• _WHAT IS EXPECTED_
Write out the part of the bird-breeding text from "Ideally, you only" up to and including "make some sense.", word for word.

Ideally, you only want to breed two perfect birds together. Unfortunately, there is no suh thing as a single perfect bird, much less two of opposite gender.
To a certain extent, the previous two posts make some sense.
One thing that no one has yet mentioned is the difficulty in correcting the DQ. Some DQs are easy to breed out. They may keep cropping up on occasion, but if the majority of the offspring are unlikely to inherit it, using a bird with a DQ is worth considering if you have no other bird available. However, some DQs take many generations to get rid of.
For example, on a cross between a black skinned, mulberry combed bird and one without the FM gene, most of the offspring will end up with dark skin and dark comb. A few end up with light skin and red comb. And occasionally you will have one who is dark skinned with a red comb. When you already have dark skin, getting rid of the red comb is VERY difficult.

• _EXTRACTED RECORDS_
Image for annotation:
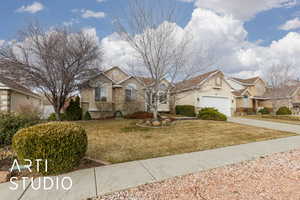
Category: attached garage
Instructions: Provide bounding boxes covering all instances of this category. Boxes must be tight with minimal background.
[199,96,231,117]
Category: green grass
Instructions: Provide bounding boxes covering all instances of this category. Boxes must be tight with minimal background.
[78,120,296,163]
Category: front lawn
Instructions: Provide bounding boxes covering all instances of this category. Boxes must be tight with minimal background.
[244,115,300,125]
[78,120,296,163]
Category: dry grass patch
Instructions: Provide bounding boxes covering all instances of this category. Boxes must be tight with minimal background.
[244,115,300,125]
[79,120,296,163]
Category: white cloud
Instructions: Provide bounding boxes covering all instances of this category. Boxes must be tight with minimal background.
[81,9,106,19]
[0,40,5,47]
[196,0,297,21]
[63,18,80,26]
[279,17,300,31]
[81,27,100,44]
[101,5,300,78]
[178,0,195,3]
[16,1,44,14]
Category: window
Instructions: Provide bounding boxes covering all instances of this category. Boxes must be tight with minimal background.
[215,76,222,87]
[159,83,167,91]
[125,84,136,101]
[159,92,168,104]
[95,87,107,102]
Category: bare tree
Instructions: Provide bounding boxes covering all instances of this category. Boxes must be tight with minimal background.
[0,23,102,120]
[265,64,293,111]
[114,0,211,119]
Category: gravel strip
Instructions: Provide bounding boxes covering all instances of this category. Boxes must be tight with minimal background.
[94,150,300,200]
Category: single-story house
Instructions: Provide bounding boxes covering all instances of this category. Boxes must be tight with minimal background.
[174,70,236,116]
[227,77,300,114]
[0,76,43,113]
[80,67,170,119]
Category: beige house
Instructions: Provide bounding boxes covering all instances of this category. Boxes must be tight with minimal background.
[227,77,270,113]
[80,67,170,119]
[227,77,300,114]
[175,70,236,116]
[0,76,43,112]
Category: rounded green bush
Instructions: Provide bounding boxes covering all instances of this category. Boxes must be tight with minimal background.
[0,113,40,147]
[175,105,196,117]
[198,108,227,121]
[258,108,270,115]
[83,111,92,121]
[13,122,87,175]
[276,106,292,115]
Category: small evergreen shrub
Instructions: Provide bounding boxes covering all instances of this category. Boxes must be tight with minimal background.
[83,111,92,121]
[276,106,292,115]
[198,108,227,121]
[13,122,87,175]
[65,96,82,121]
[258,107,270,115]
[0,113,40,147]
[175,105,196,117]
[48,113,66,121]
[125,111,153,119]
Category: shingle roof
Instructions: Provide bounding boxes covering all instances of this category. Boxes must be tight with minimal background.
[136,76,154,85]
[0,76,39,96]
[232,88,248,96]
[231,76,260,84]
[263,85,300,98]
[175,70,220,90]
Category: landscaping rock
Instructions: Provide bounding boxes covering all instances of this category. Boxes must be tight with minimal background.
[152,121,161,126]
[161,119,171,126]
[0,171,10,183]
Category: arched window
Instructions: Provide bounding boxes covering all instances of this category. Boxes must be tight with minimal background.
[125,83,137,101]
[159,83,168,91]
[95,82,107,102]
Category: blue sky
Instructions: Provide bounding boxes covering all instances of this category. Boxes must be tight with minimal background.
[0,0,300,77]
[0,0,194,40]
[0,0,300,45]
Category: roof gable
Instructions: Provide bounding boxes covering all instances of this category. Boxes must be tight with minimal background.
[104,67,130,83]
[230,76,264,85]
[175,70,223,90]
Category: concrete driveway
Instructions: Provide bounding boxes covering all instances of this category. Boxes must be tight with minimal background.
[228,117,300,134]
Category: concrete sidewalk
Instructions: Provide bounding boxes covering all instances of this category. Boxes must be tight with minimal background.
[228,117,300,134]
[0,136,300,200]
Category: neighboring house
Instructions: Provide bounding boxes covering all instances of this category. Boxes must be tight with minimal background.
[227,77,300,114]
[227,77,272,113]
[265,85,300,115]
[0,76,43,112]
[80,67,170,119]
[174,70,235,116]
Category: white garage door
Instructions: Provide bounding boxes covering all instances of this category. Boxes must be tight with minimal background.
[200,96,231,117]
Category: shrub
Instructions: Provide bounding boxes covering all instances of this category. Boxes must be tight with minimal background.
[65,96,82,121]
[276,106,292,115]
[198,108,227,121]
[17,104,42,119]
[258,108,270,115]
[83,111,92,121]
[0,113,40,147]
[13,122,87,175]
[125,111,153,119]
[175,105,196,117]
[48,113,67,121]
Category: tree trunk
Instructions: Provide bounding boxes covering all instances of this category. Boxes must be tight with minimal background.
[153,95,158,120]
[54,106,61,121]
[153,109,158,120]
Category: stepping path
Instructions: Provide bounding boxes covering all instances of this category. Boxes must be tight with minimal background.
[0,136,300,200]
[228,117,300,134]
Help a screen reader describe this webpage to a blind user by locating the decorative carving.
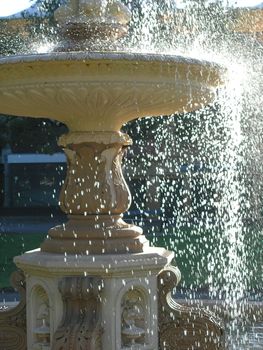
[52,277,103,350]
[0,270,27,350]
[158,266,226,350]
[41,132,148,254]
[31,285,50,350]
[0,52,224,131]
[57,132,132,215]
[121,289,146,348]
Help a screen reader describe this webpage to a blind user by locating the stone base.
[15,248,173,350]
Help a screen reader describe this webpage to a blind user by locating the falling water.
[120,1,263,350]
[0,0,263,350]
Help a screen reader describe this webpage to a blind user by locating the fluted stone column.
[41,132,148,254]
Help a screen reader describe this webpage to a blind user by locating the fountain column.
[0,0,227,350]
[41,131,148,255]
[15,131,173,350]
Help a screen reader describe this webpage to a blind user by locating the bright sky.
[0,0,263,17]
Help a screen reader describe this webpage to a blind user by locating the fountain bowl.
[0,52,225,131]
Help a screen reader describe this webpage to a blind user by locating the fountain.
[0,0,225,350]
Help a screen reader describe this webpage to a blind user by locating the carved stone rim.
[0,52,226,86]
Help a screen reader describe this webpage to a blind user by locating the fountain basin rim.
[0,51,226,73]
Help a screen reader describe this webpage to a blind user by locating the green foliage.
[0,116,67,153]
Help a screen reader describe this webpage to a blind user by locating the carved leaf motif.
[60,143,130,214]
[52,277,102,350]
[0,270,27,350]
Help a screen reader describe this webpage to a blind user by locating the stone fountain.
[0,0,227,350]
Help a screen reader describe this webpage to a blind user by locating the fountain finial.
[55,0,131,51]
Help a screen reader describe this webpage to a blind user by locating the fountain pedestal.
[0,0,227,344]
[15,132,173,350]
[15,248,173,350]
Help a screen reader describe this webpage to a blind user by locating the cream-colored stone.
[15,248,174,350]
[0,53,225,131]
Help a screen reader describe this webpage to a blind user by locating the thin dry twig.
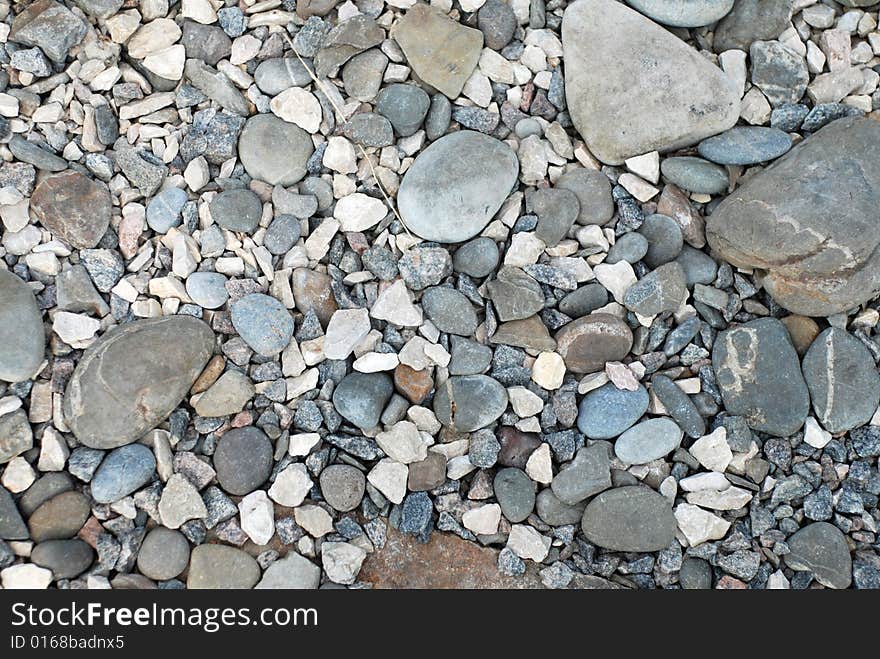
[282,32,414,238]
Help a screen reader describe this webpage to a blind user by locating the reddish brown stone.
[394,364,434,405]
[495,426,541,469]
[407,451,446,492]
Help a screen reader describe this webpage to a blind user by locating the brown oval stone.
[291,268,336,329]
[394,364,434,405]
[495,426,541,469]
[28,491,91,542]
[31,171,111,249]
[556,313,633,373]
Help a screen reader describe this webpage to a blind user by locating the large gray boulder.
[562,0,740,165]
[64,316,214,449]
[706,118,880,316]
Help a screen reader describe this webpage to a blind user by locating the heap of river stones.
[0,0,880,589]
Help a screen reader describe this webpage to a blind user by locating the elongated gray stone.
[706,118,880,316]
[0,270,46,382]
[397,130,519,243]
[64,316,214,449]
[712,318,810,437]
[803,327,880,434]
[562,0,739,165]
[614,417,683,465]
[581,485,676,551]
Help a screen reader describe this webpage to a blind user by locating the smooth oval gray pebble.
[0,270,46,382]
[697,126,792,165]
[89,444,156,503]
[614,418,683,465]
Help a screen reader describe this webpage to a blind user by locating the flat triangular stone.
[562,0,740,165]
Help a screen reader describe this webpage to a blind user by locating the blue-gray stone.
[230,293,294,357]
[186,272,229,309]
[614,417,682,465]
[147,188,186,233]
[697,126,792,165]
[802,327,880,434]
[91,444,156,503]
[577,382,648,439]
[333,372,394,429]
[210,188,263,233]
[660,156,730,194]
[493,467,535,524]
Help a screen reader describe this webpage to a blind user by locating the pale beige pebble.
[293,504,333,538]
[287,368,319,400]
[685,485,753,510]
[351,352,400,373]
[593,261,637,304]
[272,87,324,134]
[425,343,452,368]
[461,68,492,108]
[739,87,773,126]
[804,413,832,449]
[52,311,101,348]
[269,464,314,508]
[406,405,443,435]
[578,371,608,395]
[287,432,321,457]
[617,172,660,203]
[397,336,431,371]
[575,224,611,252]
[507,386,544,418]
[605,362,639,391]
[504,231,546,268]
[446,455,477,481]
[532,352,565,391]
[516,135,553,186]
[367,458,409,503]
[519,46,547,73]
[0,563,52,590]
[180,0,218,27]
[678,471,730,492]
[689,426,733,473]
[150,276,192,304]
[370,279,423,327]
[321,135,357,175]
[126,18,183,59]
[544,121,574,158]
[183,156,211,192]
[299,336,325,366]
[159,473,208,529]
[376,421,432,464]
[0,456,37,494]
[526,442,553,485]
[674,503,730,547]
[333,192,388,233]
[324,309,370,359]
[478,48,514,85]
[238,490,275,545]
[143,44,186,80]
[507,524,551,563]
[621,151,660,185]
[305,217,340,261]
[819,29,852,73]
[461,503,501,535]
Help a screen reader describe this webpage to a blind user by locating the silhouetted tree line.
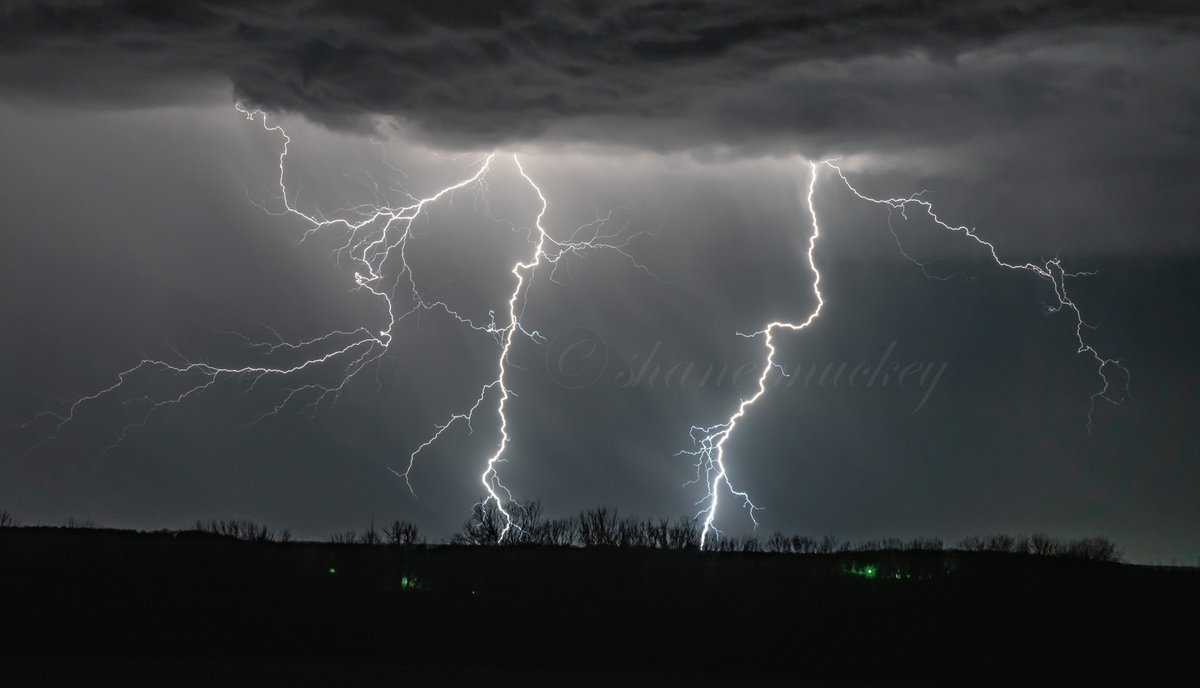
[0,501,1121,562]
[193,519,292,543]
[450,501,1121,562]
[959,533,1121,562]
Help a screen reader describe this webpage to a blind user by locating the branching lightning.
[25,104,656,539]
[25,104,1129,549]
[679,160,1130,549]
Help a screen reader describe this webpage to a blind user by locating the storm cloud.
[0,0,1200,155]
[0,0,1200,561]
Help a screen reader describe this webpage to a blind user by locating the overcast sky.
[0,1,1200,563]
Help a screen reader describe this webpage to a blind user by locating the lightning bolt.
[678,160,1130,550]
[24,104,658,540]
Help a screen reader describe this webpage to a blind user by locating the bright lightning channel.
[24,104,656,540]
[679,160,1130,550]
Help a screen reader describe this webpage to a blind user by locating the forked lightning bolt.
[25,104,653,539]
[679,160,1130,550]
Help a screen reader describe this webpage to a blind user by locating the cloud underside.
[0,0,1200,154]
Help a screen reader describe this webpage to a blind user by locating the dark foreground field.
[0,528,1200,687]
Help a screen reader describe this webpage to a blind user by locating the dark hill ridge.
[0,527,1200,684]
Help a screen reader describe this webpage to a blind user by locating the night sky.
[0,0,1200,563]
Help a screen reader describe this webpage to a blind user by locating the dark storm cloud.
[0,0,1200,152]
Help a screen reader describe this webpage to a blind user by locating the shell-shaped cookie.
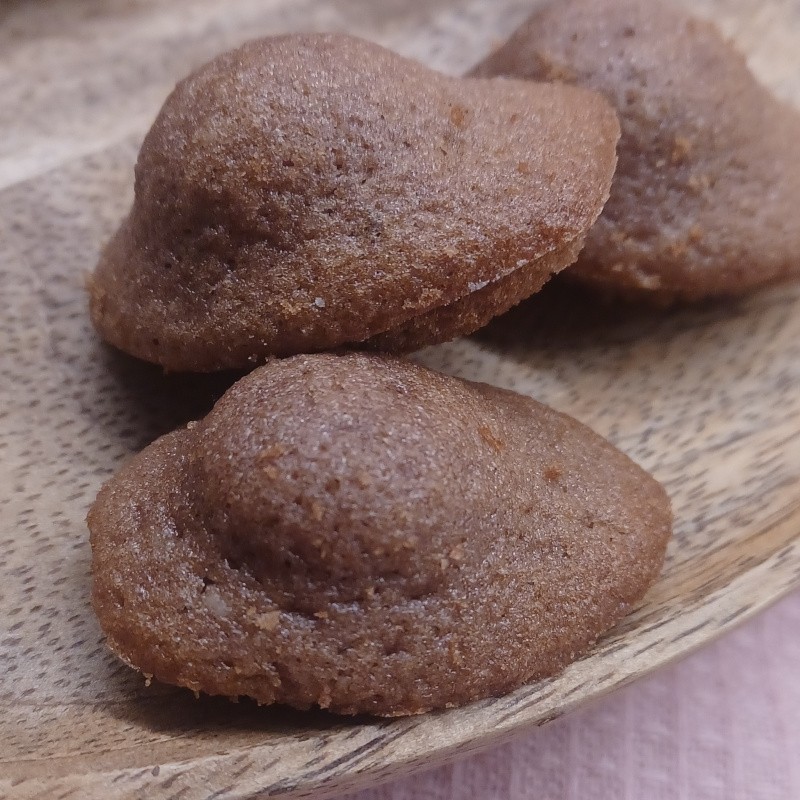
[471,0,800,302]
[90,35,619,371]
[88,354,671,715]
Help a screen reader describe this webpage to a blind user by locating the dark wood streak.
[0,0,800,800]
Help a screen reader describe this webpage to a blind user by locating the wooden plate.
[0,0,800,800]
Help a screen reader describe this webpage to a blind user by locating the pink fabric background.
[342,592,800,800]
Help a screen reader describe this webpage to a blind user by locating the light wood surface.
[0,0,800,800]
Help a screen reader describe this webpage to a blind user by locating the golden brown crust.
[91,35,619,370]
[88,354,671,715]
[472,0,800,303]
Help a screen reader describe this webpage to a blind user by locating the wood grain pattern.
[0,0,800,800]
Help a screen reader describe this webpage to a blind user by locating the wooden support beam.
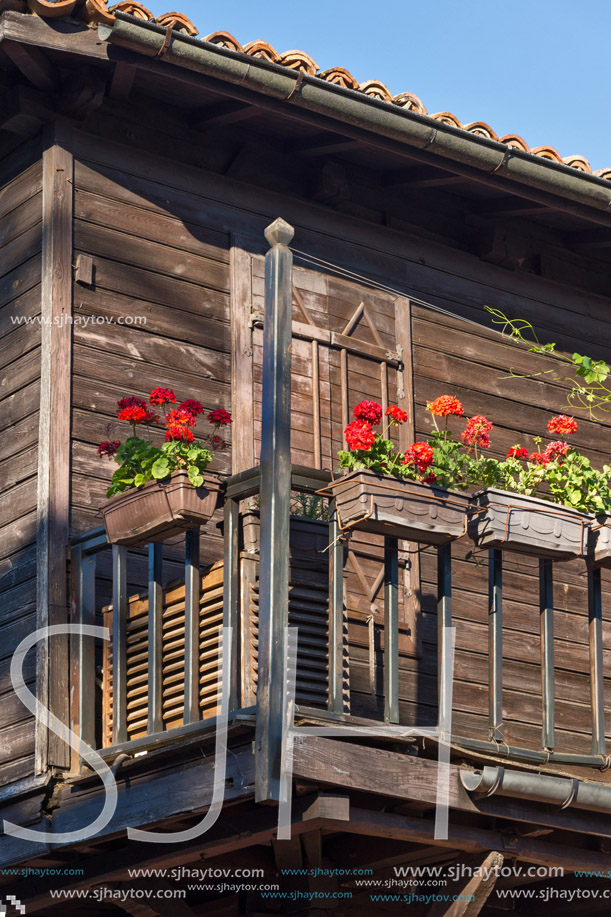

• _TASK RESPONSE_
Ideally, you only want to breed two perfect birds together. Unfortunately, there is no suh thing as a single perfect bird, much less two of opposite gender.
To a certain extent, the previous two posts make some sense.